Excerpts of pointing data
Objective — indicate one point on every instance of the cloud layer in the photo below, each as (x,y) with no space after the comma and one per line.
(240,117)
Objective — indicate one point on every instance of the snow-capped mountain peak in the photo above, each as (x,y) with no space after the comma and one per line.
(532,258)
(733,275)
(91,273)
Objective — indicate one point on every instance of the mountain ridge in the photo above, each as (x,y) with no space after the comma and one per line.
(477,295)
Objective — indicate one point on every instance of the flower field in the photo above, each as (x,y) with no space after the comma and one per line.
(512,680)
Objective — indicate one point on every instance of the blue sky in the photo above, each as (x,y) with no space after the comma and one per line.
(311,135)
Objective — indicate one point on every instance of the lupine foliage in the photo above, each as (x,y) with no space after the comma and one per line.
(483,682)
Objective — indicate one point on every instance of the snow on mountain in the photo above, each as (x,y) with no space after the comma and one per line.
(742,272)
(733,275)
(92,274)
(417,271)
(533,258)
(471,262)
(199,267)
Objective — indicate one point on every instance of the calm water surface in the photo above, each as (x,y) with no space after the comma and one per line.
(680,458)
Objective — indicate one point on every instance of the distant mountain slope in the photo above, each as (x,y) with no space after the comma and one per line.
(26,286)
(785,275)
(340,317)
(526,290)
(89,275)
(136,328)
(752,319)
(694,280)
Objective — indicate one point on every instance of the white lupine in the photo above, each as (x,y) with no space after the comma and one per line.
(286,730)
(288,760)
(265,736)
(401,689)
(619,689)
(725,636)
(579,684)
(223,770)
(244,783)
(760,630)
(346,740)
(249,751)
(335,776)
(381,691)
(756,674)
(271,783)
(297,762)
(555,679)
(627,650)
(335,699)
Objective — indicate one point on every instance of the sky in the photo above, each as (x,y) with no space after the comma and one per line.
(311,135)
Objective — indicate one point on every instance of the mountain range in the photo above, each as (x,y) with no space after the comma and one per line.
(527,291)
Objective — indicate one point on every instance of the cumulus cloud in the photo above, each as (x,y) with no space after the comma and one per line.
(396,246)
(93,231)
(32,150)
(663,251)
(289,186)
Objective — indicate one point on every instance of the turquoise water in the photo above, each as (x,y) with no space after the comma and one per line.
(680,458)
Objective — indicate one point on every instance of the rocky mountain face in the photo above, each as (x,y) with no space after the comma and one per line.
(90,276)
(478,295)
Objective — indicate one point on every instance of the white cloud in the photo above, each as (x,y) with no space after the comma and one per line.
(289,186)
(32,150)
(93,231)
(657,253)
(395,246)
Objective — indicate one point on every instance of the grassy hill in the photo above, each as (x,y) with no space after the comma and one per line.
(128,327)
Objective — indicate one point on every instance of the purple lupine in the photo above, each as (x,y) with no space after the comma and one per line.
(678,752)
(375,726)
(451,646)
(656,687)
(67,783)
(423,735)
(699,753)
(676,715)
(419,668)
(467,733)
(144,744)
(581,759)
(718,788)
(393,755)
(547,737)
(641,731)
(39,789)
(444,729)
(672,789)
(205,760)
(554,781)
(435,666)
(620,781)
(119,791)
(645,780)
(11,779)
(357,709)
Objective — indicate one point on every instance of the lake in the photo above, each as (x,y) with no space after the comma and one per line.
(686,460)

= The exercise =
Quote all the records. Keep every word exact.

= Solution to the exercise =
Objective — indicate one point on every instance of the cloud layer in the photo below, each as (x,y) with no space after the comma and one per line.
(240,117)
Objective — indicate one point on every instance of the snow-capped mountain peak in the photo above, each as (x,y) with no space after the comma and one per line.
(532,258)
(733,275)
(91,273)
Objective — indicate one point on every instance of the mountain ridge in the photo above, each as (x,y) with no space after the comma and one per line.
(477,295)
Objective — indicate one point on every instance of the flower field in the photo above, each as (x,y) with no space after the comma and one per line.
(512,680)
Objective — indicate one point on every instance of the blue sky in the photo above, each as (x,y) with no space after the comma and one per line.
(311,135)
Objective — indicate one point on every instance of the lupine foliage in the photo above, each as (x,y) with no space after the comma and one per line.
(483,682)
Objective — indicate one point on every instance of the snow on mountain in the photo above, each as (x,y) with no space after the comma and one per line.
(742,272)
(733,275)
(92,274)
(417,271)
(533,258)
(471,262)
(199,267)
Objective — indicate one point on every instance of the calm water surface in the photo above, each as (x,y) with no space after the comma and one per line.
(680,458)
Objective — indicate one point on every instance of the distant mountain slope in the photo above, each as (x,y) with no space after the comma and one per line.
(26,286)
(785,275)
(340,317)
(526,290)
(89,275)
(136,328)
(752,319)
(694,280)
Objective — indicate one point on every instance of the white lupine in the photo above, each as (x,y) with no space after the comma and one per line.
(286,730)
(288,760)
(265,736)
(401,689)
(619,689)
(725,636)
(579,684)
(223,770)
(244,783)
(760,630)
(346,740)
(249,751)
(335,776)
(381,691)
(756,674)
(271,783)
(297,762)
(555,679)
(627,650)
(335,699)
Objective — indicate one point on every instance of the sky in the photo above, each as (x,y) with no space after the comma and one per line.
(311,135)
Objective — indicate one point on every instance of the mountain range in the photo above, each as (x,y) with no space after the comma and one per line.
(527,291)
Objective — indicate one point on every instance of the cumulus cloud in the photo above, each as (x,y) with no space after the comma and one per line.
(396,246)
(93,231)
(32,150)
(663,251)
(289,186)
Objective — indicate one point on every instance of the turquoise water in the photo above, each as (x,y) with no space after the comma and one per line.
(680,458)
Objective — indicate one point on every instance of the rocky mountain face in the photo above, each as (x,y) with no space after the comma and one per line.
(90,276)
(478,295)
Objective — indicate one point on every instance of the white cloud in the photo above, each as (x,y) with no space after the comma and one per line.
(289,186)
(32,150)
(93,231)
(657,253)
(395,246)
Objective — indicate one point on every instance of the grassy hill in the photo above, each as (x,y) with no space after the comma and one per line.
(128,327)
Objective — indicate one point on every instance of the purple lupine in the photo above, each as (x,y) with no space after the comma and one per line.
(678,752)
(375,726)
(451,646)
(656,687)
(67,783)
(423,735)
(699,753)
(676,715)
(419,668)
(467,733)
(144,744)
(581,759)
(718,788)
(393,755)
(547,737)
(641,731)
(39,789)
(444,729)
(672,789)
(205,760)
(554,781)
(435,666)
(620,781)
(119,791)
(645,780)
(11,779)
(357,709)
Objective — indicate one point on every instance of the lake in the photo above, each as (x,y) with no space after the comma and one per line.
(686,460)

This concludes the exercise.